== Task description ==
Could you give back, word for word, the part of the records below that runs from their start through the line containing "pixel 301 238", both ends included?

== Data provided ==
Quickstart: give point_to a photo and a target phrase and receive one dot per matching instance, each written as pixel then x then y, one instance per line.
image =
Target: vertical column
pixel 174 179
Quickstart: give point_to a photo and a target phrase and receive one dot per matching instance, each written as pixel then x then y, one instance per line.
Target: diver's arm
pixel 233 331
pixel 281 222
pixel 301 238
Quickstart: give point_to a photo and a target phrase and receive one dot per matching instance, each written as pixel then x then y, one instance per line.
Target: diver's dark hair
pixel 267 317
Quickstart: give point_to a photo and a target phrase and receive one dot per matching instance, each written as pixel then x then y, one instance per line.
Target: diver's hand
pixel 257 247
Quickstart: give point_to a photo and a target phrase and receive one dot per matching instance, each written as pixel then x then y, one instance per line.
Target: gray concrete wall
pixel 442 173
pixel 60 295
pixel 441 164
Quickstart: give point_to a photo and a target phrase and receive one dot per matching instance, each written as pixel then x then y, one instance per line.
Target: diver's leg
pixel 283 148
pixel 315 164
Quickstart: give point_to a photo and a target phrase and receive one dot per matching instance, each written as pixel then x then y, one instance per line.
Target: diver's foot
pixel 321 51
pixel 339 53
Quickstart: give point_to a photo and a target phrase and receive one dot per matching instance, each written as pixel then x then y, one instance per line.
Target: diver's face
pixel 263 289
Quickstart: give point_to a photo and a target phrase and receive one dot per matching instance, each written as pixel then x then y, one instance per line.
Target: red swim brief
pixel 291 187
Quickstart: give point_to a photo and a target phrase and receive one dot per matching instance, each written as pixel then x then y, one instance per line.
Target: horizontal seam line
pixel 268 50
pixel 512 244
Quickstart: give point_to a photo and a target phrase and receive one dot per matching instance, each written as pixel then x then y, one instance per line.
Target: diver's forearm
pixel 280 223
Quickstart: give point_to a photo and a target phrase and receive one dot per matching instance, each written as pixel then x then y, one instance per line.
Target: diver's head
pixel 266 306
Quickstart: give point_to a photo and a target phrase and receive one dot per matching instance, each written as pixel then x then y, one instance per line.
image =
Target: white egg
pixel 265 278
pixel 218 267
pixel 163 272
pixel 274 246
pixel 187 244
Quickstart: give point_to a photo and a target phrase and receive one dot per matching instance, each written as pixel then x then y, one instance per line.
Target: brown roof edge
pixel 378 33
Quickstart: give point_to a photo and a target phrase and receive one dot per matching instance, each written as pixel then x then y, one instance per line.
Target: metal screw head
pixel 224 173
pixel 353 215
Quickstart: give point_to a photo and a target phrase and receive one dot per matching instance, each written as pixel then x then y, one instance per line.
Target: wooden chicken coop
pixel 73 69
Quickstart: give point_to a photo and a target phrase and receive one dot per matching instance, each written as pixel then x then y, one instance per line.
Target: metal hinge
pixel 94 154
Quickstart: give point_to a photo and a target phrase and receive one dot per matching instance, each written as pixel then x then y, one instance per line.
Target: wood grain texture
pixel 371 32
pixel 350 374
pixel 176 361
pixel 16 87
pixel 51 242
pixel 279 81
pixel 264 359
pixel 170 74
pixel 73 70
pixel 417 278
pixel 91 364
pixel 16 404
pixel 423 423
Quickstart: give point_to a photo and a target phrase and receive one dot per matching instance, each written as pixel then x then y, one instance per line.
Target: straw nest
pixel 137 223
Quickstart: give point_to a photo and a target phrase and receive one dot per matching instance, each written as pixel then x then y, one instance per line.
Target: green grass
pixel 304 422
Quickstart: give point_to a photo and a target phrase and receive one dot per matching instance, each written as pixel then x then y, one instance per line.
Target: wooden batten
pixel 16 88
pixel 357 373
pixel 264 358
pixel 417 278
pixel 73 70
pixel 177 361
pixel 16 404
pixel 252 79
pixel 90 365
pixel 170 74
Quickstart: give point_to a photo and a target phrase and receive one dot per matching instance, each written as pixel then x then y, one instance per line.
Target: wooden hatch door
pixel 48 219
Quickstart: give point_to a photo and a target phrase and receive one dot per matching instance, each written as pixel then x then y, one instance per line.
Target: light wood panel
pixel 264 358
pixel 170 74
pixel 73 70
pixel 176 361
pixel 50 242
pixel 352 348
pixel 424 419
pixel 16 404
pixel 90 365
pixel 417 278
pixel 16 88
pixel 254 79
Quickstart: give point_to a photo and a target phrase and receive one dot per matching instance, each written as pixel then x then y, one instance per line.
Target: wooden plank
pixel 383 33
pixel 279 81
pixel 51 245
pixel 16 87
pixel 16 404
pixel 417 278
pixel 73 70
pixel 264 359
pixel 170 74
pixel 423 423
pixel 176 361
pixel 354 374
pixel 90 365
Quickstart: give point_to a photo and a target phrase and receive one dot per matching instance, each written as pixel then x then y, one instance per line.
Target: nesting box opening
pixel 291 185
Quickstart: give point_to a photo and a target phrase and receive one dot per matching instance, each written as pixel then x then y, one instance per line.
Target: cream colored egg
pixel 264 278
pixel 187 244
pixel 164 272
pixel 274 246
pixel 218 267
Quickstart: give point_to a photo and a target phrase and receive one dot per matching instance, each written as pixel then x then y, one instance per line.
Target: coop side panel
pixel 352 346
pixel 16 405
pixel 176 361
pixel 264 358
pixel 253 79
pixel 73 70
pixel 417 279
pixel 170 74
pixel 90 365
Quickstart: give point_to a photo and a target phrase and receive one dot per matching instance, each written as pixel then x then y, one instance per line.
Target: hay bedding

== The reply ==
Quickstart: give point_to a photo and a target phrase and receive one dot per matching instance, each written as pixel then x then y, one instance per line.
image =
Target: vertical column
pixel 174 179
Quickstart: give point_to a photo and a target phrase and receive one dot per matching instance, each written as pixel then x then y, one instance per line.
Target: diver's arm
pixel 233 331
pixel 281 222
pixel 301 238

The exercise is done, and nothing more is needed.